Exercise data:

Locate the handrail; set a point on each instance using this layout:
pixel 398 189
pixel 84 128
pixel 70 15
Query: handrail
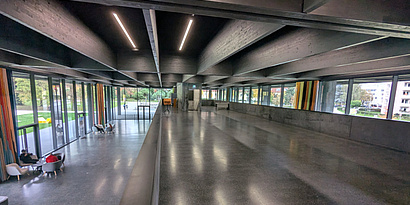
pixel 27 126
pixel 142 186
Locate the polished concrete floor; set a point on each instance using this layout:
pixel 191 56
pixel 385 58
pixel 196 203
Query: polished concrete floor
pixel 226 157
pixel 96 170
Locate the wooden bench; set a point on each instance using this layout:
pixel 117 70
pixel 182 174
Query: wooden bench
pixel 222 105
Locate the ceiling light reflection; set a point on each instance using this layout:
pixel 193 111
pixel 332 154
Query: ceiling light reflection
pixel 124 30
pixel 186 33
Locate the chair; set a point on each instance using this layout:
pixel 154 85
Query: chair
pixel 13 169
pixel 109 129
pixel 52 167
pixel 62 157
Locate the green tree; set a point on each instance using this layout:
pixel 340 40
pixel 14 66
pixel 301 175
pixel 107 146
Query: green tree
pixel 361 94
pixel 22 90
pixel 355 103
pixel 275 99
pixel 42 93
pixel 289 96
pixel 340 95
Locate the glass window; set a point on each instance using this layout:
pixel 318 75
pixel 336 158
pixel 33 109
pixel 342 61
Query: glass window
pixel 240 95
pixel 254 97
pixel 205 94
pixel 275 93
pixel 340 96
pixel 44 114
pixel 401 108
pixel 233 94
pixel 289 95
pixel 58 112
pixel 247 91
pixel 24 107
pixel 214 94
pixel 80 108
pixel 88 106
pixel 70 110
pixel 368 99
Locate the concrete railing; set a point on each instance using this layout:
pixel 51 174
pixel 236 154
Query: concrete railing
pixel 143 184
pixel 380 132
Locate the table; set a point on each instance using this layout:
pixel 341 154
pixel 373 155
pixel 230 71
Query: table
pixel 38 165
pixel 143 111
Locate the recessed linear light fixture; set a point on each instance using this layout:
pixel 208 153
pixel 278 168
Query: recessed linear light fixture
pixel 186 33
pixel 125 31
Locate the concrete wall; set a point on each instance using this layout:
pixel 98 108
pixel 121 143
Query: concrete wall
pixel 386 133
pixel 208 102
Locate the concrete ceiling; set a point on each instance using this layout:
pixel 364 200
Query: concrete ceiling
pixel 247 42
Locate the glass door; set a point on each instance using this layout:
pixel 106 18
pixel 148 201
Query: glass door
pixel 58 113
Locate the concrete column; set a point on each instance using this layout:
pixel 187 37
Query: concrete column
pixel 327 96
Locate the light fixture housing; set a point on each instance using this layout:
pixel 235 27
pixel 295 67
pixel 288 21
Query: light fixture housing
pixel 186 33
pixel 124 30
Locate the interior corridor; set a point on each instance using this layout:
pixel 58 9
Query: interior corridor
pixel 96 170
pixel 224 157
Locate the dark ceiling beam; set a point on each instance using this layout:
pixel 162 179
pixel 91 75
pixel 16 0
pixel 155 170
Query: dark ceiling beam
pixel 43 41
pixel 231 80
pixel 264 14
pixel 147 77
pixel 209 79
pixel 81 62
pixel 372 66
pixel 139 61
pixel 311 5
pixel 381 49
pixel 171 78
pixel 68 72
pixel 396 12
pixel 38 63
pixel 224 68
pixel 18 39
pixel 365 74
pixel 178 64
pixel 234 37
pixel 51 19
pixel 168 84
pixel 186 77
pixel 103 74
pixel 151 23
pixel 195 79
pixel 9 58
pixel 120 76
pixel 296 44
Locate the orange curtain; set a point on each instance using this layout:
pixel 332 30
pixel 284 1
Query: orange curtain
pixel 100 104
pixel 306 95
pixel 8 148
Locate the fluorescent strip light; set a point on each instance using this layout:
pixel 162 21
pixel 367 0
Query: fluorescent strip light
pixel 186 33
pixel 123 29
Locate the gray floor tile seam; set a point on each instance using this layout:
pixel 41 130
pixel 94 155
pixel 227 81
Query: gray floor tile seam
pixel 352 158
pixel 307 184
pixel 339 183
pixel 402 180
pixel 316 163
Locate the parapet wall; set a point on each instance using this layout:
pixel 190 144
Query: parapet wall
pixel 386 133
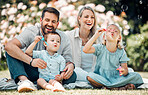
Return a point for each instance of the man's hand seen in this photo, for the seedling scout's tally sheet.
(58, 78)
(39, 63)
(69, 70)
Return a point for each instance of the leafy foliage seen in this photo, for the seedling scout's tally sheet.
(137, 47)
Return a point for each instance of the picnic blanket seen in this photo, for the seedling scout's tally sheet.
(9, 84)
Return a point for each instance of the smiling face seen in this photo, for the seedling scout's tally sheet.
(49, 22)
(113, 33)
(53, 41)
(87, 19)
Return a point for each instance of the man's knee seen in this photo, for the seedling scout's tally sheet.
(72, 79)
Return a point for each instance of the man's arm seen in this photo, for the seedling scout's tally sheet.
(29, 50)
(13, 49)
(67, 54)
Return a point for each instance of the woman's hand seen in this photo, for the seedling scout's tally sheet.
(123, 70)
(68, 71)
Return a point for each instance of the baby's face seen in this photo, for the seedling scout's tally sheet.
(112, 32)
(53, 41)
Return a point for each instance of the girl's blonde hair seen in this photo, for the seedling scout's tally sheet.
(119, 42)
(93, 29)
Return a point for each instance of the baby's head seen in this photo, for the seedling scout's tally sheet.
(113, 33)
(54, 40)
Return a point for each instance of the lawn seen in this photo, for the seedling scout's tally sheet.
(78, 91)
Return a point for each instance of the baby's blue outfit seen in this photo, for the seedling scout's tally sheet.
(105, 70)
(55, 64)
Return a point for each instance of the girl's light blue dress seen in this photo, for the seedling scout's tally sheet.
(105, 70)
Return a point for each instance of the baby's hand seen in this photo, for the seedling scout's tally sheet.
(122, 71)
(58, 77)
(37, 38)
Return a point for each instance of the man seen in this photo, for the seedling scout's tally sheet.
(23, 68)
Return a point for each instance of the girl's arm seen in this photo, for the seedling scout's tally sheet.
(124, 69)
(88, 48)
(29, 50)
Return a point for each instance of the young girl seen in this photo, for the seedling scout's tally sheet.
(110, 56)
(50, 77)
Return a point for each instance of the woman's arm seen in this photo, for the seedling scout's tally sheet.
(29, 50)
(88, 48)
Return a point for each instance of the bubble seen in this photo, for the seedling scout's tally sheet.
(115, 4)
(140, 2)
(124, 7)
(139, 16)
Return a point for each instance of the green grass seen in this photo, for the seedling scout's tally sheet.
(78, 91)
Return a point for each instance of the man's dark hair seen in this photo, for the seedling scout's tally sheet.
(51, 10)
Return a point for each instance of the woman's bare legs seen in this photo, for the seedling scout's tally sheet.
(41, 82)
(57, 86)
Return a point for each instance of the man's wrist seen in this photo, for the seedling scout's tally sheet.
(70, 63)
(31, 62)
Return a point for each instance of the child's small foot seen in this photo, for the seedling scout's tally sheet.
(130, 86)
(59, 89)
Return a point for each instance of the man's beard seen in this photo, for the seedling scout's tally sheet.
(44, 27)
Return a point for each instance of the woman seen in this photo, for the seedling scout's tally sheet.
(84, 63)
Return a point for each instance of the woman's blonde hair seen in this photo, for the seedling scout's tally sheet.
(93, 29)
(119, 42)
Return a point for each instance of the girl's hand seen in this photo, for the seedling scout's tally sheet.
(100, 31)
(123, 71)
(37, 39)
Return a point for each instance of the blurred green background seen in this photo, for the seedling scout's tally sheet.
(130, 15)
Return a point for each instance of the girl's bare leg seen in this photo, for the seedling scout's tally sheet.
(57, 86)
(93, 82)
(44, 84)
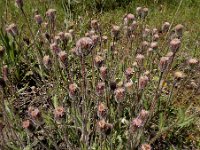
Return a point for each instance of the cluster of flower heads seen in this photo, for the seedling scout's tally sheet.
(85, 45)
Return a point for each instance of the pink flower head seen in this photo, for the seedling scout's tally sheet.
(84, 46)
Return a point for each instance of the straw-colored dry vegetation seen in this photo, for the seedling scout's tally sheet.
(112, 74)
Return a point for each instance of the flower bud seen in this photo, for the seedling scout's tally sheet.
(119, 94)
(143, 82)
(164, 61)
(175, 45)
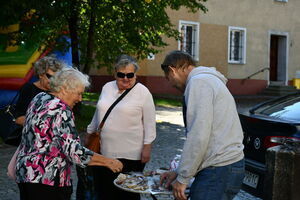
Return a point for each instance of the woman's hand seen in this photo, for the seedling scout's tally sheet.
(113, 164)
(146, 153)
(167, 178)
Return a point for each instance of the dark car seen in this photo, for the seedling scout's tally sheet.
(277, 119)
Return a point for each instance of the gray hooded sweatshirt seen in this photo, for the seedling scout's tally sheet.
(214, 133)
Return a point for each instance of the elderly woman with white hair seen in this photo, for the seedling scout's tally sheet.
(50, 144)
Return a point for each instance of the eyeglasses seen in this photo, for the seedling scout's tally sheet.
(48, 75)
(122, 75)
(164, 67)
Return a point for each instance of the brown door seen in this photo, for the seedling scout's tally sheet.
(274, 58)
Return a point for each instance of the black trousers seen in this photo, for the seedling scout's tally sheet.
(37, 191)
(103, 181)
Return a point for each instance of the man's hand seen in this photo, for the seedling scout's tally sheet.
(179, 190)
(167, 178)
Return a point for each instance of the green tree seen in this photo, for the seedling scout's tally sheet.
(99, 30)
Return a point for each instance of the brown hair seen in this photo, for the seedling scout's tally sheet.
(177, 59)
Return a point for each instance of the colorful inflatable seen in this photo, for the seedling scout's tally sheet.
(16, 65)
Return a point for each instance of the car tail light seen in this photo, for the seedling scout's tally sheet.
(271, 141)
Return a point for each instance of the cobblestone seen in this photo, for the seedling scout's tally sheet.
(169, 142)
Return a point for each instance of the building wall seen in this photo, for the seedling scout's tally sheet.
(258, 17)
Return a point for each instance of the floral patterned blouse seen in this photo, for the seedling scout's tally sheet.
(50, 143)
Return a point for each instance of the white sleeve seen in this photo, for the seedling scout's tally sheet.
(149, 119)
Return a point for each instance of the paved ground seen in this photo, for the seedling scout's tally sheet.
(169, 142)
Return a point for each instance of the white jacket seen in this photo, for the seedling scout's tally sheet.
(214, 133)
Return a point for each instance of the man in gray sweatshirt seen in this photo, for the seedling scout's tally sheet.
(213, 150)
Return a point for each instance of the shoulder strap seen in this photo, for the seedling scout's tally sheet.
(113, 105)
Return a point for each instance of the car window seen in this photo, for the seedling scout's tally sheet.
(288, 109)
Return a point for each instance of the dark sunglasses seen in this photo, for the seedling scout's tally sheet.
(122, 75)
(164, 67)
(48, 76)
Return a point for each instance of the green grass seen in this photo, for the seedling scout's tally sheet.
(167, 102)
(84, 117)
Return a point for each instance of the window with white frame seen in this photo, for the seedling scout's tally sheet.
(189, 34)
(237, 45)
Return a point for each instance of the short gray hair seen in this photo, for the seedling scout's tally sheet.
(124, 60)
(47, 62)
(70, 79)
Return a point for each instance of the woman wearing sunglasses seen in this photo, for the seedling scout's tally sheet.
(129, 129)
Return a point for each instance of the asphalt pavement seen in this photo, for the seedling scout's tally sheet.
(169, 143)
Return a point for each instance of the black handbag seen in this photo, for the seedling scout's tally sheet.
(10, 132)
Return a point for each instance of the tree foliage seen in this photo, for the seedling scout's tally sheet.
(103, 28)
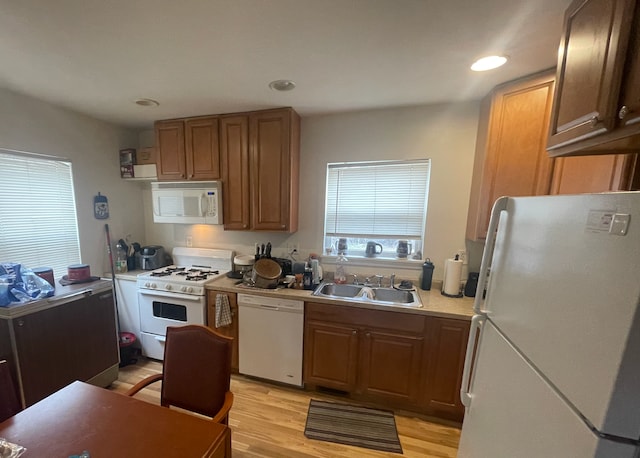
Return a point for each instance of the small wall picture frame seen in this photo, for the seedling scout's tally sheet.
(100, 207)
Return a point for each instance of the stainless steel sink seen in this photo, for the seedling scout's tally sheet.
(373, 295)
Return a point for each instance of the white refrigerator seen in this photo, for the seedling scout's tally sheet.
(555, 371)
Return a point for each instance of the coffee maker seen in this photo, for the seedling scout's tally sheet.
(153, 257)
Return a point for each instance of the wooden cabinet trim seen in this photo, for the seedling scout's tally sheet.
(587, 94)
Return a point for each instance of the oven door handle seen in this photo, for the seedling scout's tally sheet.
(172, 295)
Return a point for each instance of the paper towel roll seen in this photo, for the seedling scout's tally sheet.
(452, 277)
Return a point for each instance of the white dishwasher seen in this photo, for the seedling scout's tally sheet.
(270, 338)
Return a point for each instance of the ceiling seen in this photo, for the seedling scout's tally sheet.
(218, 56)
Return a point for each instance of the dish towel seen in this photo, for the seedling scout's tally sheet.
(223, 311)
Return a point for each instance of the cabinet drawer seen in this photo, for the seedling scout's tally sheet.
(361, 317)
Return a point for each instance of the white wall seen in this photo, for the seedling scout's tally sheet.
(28, 124)
(445, 133)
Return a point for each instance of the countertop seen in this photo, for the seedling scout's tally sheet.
(433, 302)
(61, 295)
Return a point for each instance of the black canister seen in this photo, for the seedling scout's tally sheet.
(427, 274)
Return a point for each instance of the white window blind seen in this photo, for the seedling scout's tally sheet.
(377, 199)
(38, 225)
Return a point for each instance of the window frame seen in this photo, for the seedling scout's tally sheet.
(329, 242)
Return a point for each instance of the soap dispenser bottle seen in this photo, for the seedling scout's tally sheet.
(341, 274)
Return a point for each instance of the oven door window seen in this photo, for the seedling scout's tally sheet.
(169, 311)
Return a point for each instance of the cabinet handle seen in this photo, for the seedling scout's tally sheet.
(624, 111)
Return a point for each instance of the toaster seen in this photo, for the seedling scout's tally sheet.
(153, 257)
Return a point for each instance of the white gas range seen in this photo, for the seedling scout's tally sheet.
(176, 295)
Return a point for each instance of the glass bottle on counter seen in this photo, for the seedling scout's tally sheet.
(341, 273)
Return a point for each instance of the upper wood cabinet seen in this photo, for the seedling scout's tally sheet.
(188, 149)
(260, 168)
(596, 107)
(511, 159)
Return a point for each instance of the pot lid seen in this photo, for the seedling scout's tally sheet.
(244, 260)
(267, 268)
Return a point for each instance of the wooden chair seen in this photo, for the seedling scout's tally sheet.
(9, 401)
(196, 373)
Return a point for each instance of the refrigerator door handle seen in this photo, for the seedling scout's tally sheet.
(465, 389)
(499, 206)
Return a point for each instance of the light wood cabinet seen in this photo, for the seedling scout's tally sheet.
(234, 158)
(445, 359)
(188, 149)
(596, 107)
(373, 355)
(511, 159)
(260, 168)
(230, 330)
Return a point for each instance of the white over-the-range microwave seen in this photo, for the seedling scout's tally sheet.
(184, 202)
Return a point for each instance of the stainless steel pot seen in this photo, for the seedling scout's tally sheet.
(265, 274)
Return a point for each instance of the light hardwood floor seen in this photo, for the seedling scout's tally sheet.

Task goal:
The required result is the entries above, printed exactly from the first line through the line with "pixel 332 154", pictures excluded.

Result of the task:
Locate the handrail; set a point on each instance using this layout:
pixel 398 189
pixel 84 128
pixel 70 15
Query: handrail
pixel 27 126
pixel 142 186
Locate the polished concrete floor; set a point on each instance using this layout:
pixel 191 56
pixel 385 58
pixel 196 203
Query: polished concrete floor
pixel 226 157
pixel 96 170
Locate the wooden bench; set a point on each instance using this layout:
pixel 117 70
pixel 182 174
Query: wooden bench
pixel 222 105
Locate the ceiling light reflection; set a point on each instance using this layout:
pixel 193 111
pixel 332 154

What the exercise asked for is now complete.